Given passage:
◆ ◆ ◆

The Meaning of the 8 Auspicious Symbols

It is believed that each of these symbols have powers to bring blessings for which people include these in paintings, textiles, homes, and wherever else possible. The 8 auspicious symbols are the Chattra (Parasol), the Suvarnamatsya (Golden Fishes), the Kalasha (Pot), the Padma (Lotus), the Sankha (Conch shell), the Shrivastava (Endless knot), the Dhvaja (Victory banner), and the Dharmachakra (Wheel). These seem to originate from the very body of the Buddha as quoted in an ancient textbook, the ‘Aryamangalakutanama-mahayana sutra’ or the ‘Heap of Good Fortune Verse’.

“Veneration to you with your head like a protecting parasol, With eyes like the precious golden fishes (even today a woman with beautiful eyes is known as ‘minakshi,’ meaning one with fish-like eyes) With neck like a precious, adorned vase of good fortune, With speech like a right-turning Dharma shell, With a mind infinite with wisdom like the never ending knot, With a tongue open like the auspicious pink lotus, With a body proclaiming triumph over the attacking armies of Mara, With feet that tread the path of dharma like the auspicious wheel.”

[as quoted in – The Treasure Vase]

Chattra (Parasol, in Tibetan – gdugs) – the parasol is the symbol of royalty. In Tibet, religious heads use silk parasols, while kings and emperors use parasols with peacock feathers on it. His Holiness the Dalai Lama is entitled to use both the parasols; and hence, a peacock is first carried after him and then a silk one. The meaning of the parasol comes from its two components – the dome, which is a symbol of wisdom and the hanging skirt, which is the meaning of compassion.

1. Suvarnamatsya (Golden fishes, in Tibetan – gser nya) – the golden fishes are the symbol for happiness. They also symbolize fertility, conjugal unity. In China, it is very common to give newlyweds a gift of two fishes.

2. Kalasha (Vase/ pot, in Tibetan – gter gyi bum pa) – this is a short-type vase/ pot that has a large belly, narrow neck and large mouth. It is normally associated with abundance. In Buddhism, the vase symbolizes the never-ending spiritual abundance of Buddha Himself. This is like a divine treasure that never ends or diminishes no matter how is given away.

◆ ◆ ◆

Short task: Pick up the passage on the eight auspicious symbols after its final sentence and carry it forward in the same style.

◆ ◆ ◆

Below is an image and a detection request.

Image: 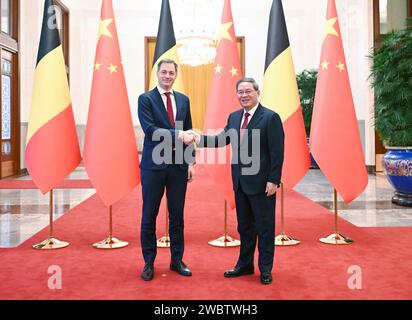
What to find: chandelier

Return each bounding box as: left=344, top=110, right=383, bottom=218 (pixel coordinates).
left=176, top=34, right=217, bottom=66
left=174, top=0, right=223, bottom=66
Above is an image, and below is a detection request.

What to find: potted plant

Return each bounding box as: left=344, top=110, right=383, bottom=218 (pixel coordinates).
left=369, top=29, right=412, bottom=207
left=296, top=69, right=318, bottom=168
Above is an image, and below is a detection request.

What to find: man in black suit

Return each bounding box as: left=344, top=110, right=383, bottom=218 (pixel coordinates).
left=193, top=78, right=284, bottom=284
left=138, top=59, right=194, bottom=281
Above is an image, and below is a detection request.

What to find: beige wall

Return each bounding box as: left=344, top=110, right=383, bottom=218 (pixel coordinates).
left=20, top=0, right=374, bottom=165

◆ ◆ ◆

Response:
3. Padma (Lotus, in Tibetan padma) – the lotus flower in Buddhism is the symbol of the path of the soul; it represents the spirit of human beings, which is spotless. Just like the lotus flower that starts its growth in murky mud and blooms above the water into a majestic fragrant flower, the soul of humans moves from materialism to spiritualism to become one with the Universe.

4. Sankha (Conch Shell, in Tibetan dung dkar) – the conch has many meaning in ancient religious texts. It is often associated with absolute and divine power that can abolish evil, avert natural disaster and send away scary creatures. In Buddhism, it is a symbol that indicates fearless proclamation of truth. It is also symbolizes the wide-spread of Buddha’s teachings.

5. Shrivastava (Endless Knot, in Tibetan dpal be’u) – this is a design that has many lines overlapped; it has no end or beginning. The pattern symbolizes the Buddha’s infinite wisdom and compassion. It also is a symbol for simplicity and total harmony.

6. Dhvaja (Victory banner) – it is said that Buddha Himself placed a victory banner on Mt Meru, which is believed to be the axis that supports the world. By doing so, the Buddha indicated His victory over ignorance, which is the main obstacle in the path of spiritual realization.

7. Chakra (Wheel, in Tibetan khor lo) – this wheel is also known as the ‘Wheel of Dharma’, the ‘Wheel of Law’, and the ‘Wheel of Transformation’ among others. Each part of the wheel has a deeper and spiritual meaning:

  •  the hub means mental discipline

  • the 8 spokes mean the Noble Eightfold Path, the path to wisdom

  • the rim symbolizes the concentration needed to keep them all together

There is a lot of depth in each one of these symbols. The more you learn about them and their connection to Buddhism, the better you understand and admire this religion. You could learn more from the famous book on Buddhism, “Reading Buddhist Art: An Illustrated Guide to Buddhist Signs and Symbols”, by Meher McArthur.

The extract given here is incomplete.